Gespeicherte Zeilen:

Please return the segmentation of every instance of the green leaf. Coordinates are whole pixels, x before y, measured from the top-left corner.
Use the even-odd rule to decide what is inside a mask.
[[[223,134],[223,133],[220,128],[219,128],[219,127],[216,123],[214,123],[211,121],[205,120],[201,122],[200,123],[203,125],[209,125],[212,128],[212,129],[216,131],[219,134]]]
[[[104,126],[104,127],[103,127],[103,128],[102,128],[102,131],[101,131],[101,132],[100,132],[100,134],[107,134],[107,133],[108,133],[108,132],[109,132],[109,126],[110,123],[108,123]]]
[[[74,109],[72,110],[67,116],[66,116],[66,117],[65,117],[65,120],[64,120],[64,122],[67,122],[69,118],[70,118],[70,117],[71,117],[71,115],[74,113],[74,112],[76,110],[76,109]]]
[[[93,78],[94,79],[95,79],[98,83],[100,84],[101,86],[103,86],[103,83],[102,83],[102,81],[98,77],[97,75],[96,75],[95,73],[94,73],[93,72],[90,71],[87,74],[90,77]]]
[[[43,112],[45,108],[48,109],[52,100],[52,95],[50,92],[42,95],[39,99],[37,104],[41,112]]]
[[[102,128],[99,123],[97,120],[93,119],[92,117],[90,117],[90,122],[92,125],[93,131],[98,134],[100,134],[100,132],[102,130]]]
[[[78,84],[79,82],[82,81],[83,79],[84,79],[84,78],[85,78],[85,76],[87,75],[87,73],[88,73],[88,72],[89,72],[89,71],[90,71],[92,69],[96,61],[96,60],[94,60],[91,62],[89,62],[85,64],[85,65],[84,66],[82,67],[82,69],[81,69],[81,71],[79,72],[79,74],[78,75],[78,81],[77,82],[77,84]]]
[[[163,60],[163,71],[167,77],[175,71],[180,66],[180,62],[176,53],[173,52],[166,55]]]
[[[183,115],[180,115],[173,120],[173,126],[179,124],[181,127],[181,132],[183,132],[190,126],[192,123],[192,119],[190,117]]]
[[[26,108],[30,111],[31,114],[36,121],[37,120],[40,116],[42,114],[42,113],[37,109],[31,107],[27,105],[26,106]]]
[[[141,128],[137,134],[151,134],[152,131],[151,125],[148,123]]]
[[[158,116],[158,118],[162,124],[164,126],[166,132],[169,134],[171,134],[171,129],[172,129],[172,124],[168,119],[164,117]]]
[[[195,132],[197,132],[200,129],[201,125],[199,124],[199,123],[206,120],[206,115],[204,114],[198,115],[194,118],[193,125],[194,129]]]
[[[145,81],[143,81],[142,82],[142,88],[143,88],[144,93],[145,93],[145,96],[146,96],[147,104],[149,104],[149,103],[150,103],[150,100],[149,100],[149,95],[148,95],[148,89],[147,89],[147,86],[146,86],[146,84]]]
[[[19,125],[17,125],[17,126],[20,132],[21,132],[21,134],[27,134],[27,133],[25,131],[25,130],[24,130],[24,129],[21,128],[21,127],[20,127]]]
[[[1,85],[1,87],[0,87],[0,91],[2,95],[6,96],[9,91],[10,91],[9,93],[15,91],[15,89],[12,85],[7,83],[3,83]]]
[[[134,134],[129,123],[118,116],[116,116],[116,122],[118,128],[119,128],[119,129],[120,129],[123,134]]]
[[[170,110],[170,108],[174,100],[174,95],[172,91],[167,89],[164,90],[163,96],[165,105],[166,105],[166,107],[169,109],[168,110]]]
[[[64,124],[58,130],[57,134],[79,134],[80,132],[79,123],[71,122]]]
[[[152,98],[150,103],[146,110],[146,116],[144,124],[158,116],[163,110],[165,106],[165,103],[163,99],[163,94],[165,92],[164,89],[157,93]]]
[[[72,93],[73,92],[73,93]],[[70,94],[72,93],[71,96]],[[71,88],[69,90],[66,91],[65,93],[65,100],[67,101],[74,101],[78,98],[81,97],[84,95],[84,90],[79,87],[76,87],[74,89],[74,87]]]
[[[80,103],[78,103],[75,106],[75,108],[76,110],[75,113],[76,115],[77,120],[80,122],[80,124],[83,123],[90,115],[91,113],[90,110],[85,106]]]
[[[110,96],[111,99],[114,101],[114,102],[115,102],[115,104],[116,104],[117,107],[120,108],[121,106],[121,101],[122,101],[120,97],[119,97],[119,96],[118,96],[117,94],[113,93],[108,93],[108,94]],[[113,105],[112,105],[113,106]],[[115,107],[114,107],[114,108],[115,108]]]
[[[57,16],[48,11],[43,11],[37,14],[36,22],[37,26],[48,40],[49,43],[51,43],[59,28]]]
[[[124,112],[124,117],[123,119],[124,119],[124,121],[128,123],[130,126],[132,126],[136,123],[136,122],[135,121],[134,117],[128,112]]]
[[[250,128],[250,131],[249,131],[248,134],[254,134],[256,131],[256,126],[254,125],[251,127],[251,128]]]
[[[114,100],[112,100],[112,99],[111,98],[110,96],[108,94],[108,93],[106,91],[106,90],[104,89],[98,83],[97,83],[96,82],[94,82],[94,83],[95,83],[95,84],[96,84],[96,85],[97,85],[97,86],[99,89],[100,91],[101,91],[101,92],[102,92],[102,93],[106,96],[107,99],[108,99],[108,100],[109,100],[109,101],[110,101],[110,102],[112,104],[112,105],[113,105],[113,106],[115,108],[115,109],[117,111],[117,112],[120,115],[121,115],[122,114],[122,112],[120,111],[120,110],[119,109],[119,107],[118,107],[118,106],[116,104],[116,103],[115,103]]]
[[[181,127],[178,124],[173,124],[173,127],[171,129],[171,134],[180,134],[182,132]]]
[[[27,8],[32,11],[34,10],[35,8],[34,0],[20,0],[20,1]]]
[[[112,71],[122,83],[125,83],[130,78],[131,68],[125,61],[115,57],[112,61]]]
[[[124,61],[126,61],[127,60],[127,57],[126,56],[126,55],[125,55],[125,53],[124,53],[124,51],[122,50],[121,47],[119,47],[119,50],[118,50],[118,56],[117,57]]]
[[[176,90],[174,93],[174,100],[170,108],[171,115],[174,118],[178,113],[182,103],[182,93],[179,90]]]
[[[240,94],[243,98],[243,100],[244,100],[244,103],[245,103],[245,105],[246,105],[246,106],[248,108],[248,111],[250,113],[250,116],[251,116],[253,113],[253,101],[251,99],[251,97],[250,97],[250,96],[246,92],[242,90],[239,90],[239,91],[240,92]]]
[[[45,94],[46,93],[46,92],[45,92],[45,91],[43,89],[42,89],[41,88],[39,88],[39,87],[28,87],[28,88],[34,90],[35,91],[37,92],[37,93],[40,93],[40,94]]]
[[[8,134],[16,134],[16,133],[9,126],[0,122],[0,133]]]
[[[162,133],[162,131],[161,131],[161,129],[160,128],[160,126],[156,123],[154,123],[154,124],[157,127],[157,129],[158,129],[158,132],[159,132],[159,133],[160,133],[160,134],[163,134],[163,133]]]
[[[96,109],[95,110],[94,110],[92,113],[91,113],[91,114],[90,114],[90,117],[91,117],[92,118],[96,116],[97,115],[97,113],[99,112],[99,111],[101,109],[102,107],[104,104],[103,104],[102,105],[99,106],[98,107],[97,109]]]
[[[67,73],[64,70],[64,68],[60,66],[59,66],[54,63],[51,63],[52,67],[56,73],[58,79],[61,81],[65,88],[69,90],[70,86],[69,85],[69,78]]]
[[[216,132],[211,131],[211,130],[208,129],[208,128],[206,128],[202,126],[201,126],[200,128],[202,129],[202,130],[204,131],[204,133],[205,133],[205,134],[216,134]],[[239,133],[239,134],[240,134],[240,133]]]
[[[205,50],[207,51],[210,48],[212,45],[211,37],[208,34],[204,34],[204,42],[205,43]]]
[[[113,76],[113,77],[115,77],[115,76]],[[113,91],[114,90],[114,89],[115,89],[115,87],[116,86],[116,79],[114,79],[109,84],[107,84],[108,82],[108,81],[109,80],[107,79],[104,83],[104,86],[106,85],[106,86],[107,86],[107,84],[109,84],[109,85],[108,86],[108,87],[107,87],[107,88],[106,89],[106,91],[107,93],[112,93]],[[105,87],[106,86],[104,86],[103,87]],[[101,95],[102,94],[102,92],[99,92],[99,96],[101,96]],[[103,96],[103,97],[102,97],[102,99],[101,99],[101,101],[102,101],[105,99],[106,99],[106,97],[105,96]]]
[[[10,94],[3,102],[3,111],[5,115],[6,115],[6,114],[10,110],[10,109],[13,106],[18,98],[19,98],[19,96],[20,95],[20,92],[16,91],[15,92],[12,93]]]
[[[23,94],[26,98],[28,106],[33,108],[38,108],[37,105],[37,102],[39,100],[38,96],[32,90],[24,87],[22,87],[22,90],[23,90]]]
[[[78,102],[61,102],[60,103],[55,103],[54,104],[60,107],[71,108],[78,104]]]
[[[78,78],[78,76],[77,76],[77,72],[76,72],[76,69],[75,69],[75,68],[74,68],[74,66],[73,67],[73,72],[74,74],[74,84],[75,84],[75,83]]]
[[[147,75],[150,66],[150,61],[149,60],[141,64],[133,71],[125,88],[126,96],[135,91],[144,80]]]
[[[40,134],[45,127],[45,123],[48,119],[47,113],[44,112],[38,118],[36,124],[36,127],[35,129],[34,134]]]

Zu befolgende Anweisungen: Kannst du die Zeilen vom Beginn der Daten bis einschließlich der Zeile mit „Use the even-odd“ wortgetreu abschreiben?

Endergebnis:
Please return the segmentation of every instance of the green leaf. Coordinates are whole pixels, x before y, measured from the top-left corner.
Use the even-odd rule to decide what is inside a mask.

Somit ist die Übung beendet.